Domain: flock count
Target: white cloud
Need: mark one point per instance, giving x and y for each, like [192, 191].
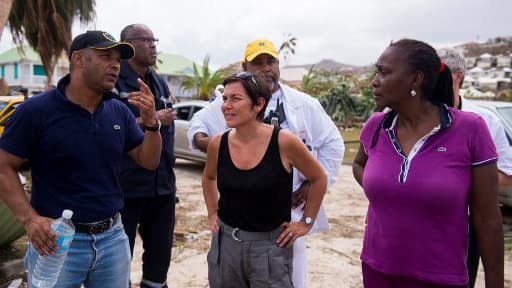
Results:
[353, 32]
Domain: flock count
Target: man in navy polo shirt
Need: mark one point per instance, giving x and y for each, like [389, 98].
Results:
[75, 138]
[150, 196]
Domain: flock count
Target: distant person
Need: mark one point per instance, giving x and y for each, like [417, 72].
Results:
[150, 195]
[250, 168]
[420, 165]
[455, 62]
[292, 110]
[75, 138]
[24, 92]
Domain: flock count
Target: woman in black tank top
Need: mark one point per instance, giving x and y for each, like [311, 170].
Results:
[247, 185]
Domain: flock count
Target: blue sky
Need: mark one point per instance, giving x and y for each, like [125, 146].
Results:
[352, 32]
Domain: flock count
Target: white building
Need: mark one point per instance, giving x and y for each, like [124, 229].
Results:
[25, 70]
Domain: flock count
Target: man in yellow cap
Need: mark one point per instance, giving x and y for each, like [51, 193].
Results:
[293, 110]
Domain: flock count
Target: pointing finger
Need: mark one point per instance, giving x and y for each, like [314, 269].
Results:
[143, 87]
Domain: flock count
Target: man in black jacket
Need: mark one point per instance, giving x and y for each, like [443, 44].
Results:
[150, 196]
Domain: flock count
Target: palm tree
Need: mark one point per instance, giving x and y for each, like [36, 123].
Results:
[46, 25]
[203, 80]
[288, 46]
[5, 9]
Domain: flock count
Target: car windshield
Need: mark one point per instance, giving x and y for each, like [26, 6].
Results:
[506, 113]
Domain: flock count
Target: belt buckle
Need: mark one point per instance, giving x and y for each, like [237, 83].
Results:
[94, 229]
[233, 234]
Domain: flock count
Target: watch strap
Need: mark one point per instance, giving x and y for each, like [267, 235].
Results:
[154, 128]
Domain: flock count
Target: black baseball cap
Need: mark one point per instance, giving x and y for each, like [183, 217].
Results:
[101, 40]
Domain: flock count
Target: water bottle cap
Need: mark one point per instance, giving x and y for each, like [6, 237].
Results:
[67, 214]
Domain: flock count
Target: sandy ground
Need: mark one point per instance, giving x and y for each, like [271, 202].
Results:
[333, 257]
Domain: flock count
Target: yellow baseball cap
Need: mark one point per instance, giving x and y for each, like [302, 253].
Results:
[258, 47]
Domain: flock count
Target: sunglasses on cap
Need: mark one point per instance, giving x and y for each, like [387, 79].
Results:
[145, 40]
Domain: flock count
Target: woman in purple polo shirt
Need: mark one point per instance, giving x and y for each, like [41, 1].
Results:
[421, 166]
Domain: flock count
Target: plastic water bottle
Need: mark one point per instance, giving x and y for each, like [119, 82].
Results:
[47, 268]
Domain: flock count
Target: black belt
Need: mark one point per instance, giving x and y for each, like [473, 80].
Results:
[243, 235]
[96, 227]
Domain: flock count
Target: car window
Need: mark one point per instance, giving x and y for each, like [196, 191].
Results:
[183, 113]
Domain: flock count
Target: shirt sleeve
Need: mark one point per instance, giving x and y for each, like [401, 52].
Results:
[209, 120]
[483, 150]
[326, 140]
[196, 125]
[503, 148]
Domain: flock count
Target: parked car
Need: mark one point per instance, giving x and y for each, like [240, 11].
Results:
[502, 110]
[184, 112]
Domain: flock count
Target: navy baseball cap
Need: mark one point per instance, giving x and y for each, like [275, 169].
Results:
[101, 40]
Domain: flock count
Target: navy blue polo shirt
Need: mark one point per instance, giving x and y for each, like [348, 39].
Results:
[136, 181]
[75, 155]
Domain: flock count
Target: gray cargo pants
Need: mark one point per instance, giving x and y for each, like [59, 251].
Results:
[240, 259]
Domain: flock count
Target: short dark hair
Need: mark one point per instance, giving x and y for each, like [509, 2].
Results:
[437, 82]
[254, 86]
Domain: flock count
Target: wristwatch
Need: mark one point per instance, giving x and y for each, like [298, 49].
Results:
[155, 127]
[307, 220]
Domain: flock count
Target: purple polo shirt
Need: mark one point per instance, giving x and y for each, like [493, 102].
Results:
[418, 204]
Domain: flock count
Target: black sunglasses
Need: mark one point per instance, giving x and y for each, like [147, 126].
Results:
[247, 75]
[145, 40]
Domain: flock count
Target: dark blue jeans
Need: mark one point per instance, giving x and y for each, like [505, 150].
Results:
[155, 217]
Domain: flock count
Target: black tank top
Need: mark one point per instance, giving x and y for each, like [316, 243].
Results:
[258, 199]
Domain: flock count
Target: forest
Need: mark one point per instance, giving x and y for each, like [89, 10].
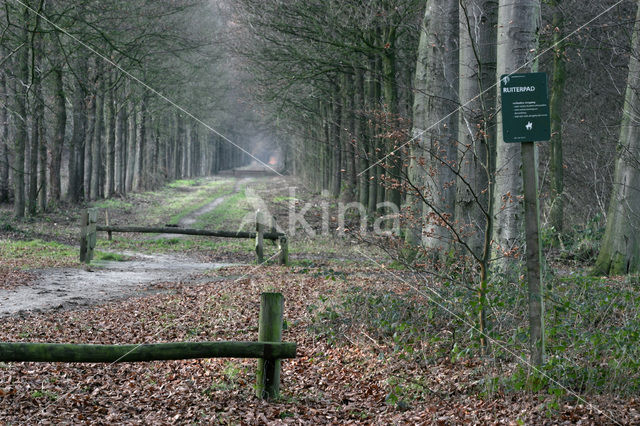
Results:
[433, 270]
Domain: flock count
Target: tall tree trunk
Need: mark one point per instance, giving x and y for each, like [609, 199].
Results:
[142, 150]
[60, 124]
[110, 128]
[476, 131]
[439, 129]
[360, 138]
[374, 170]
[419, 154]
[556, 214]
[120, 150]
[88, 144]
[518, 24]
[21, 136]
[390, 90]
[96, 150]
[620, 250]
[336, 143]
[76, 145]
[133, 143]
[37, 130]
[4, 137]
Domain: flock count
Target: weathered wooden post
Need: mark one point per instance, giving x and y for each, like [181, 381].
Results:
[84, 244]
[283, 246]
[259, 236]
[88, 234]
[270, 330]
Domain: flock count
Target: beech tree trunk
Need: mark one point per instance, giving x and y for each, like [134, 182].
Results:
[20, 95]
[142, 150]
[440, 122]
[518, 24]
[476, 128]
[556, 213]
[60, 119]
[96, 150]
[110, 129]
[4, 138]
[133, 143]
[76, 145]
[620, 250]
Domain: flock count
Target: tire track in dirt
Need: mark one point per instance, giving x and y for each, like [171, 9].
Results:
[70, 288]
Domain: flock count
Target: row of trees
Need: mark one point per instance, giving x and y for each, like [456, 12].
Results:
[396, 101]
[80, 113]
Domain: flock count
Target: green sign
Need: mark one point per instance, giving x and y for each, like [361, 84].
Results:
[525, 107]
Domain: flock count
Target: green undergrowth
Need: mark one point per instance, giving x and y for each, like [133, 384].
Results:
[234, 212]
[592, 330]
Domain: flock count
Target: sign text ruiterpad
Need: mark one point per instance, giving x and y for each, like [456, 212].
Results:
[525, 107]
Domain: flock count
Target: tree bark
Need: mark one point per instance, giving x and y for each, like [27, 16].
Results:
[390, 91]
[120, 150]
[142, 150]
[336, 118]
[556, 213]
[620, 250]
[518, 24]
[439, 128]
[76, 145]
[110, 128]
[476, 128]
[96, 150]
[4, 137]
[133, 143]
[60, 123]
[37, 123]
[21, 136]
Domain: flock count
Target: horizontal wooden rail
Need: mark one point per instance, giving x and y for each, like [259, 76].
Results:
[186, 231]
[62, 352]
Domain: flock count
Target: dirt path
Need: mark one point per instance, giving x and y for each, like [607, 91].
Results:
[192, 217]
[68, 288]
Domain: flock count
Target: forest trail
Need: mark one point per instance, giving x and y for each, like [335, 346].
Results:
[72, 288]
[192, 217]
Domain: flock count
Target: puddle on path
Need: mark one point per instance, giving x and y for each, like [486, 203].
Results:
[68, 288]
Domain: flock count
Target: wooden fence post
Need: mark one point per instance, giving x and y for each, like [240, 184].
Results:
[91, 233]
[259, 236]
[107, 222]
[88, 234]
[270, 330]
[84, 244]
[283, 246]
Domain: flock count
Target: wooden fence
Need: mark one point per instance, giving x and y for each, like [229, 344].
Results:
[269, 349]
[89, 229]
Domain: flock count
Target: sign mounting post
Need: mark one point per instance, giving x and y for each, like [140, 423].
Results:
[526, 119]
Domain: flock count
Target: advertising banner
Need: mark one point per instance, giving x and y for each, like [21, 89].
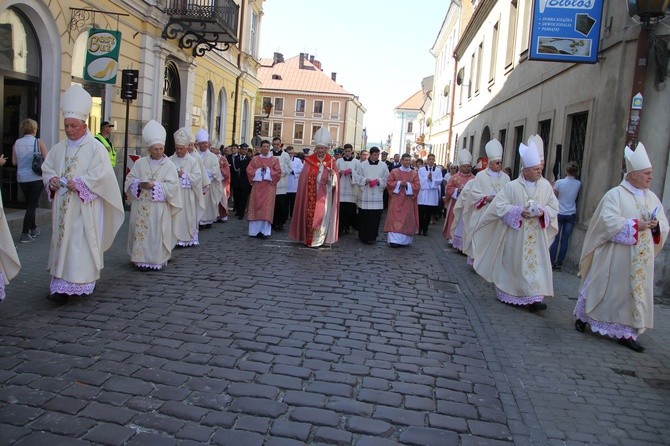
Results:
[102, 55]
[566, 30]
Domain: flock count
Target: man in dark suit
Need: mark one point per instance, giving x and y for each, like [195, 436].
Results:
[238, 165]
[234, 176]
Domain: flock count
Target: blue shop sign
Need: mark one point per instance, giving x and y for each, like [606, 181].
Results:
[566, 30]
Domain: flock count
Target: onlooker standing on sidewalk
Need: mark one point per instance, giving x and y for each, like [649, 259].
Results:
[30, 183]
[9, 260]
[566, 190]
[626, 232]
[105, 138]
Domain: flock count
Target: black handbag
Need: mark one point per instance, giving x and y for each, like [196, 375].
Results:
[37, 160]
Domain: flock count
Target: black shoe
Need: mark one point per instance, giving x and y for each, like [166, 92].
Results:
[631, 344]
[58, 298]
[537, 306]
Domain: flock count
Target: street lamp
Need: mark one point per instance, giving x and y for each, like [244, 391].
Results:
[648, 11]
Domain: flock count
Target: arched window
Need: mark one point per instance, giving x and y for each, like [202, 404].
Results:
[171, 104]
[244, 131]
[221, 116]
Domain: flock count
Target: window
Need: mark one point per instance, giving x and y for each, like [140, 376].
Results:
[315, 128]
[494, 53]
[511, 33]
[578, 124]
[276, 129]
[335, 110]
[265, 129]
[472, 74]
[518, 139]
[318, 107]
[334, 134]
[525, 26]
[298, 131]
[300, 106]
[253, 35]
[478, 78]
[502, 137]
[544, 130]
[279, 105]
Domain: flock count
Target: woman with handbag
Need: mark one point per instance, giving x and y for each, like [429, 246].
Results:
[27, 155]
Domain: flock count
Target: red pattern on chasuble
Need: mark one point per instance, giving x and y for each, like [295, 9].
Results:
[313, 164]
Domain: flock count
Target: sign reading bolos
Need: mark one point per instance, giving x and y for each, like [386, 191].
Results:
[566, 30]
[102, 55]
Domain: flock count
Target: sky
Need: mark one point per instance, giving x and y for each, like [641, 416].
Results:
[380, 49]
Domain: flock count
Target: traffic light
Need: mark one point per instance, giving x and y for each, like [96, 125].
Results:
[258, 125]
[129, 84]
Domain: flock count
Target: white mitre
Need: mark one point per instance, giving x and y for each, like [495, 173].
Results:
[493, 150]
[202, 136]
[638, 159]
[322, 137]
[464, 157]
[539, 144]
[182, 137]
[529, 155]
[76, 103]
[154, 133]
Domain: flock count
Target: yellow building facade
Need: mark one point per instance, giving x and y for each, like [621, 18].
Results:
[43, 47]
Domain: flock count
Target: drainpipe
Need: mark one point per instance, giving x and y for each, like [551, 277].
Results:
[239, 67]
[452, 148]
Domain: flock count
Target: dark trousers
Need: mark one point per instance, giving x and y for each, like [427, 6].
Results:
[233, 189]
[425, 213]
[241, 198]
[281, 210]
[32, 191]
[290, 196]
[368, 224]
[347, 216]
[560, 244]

------------------------

* REQUEST: From the rows above, pull out every line that contains the word "bottle" and copy each one in full. Matching is case-sensitive.

* SOLUTION FOR THIS EXERCISE:
Target: water bottle cap
Target: plastic water bottle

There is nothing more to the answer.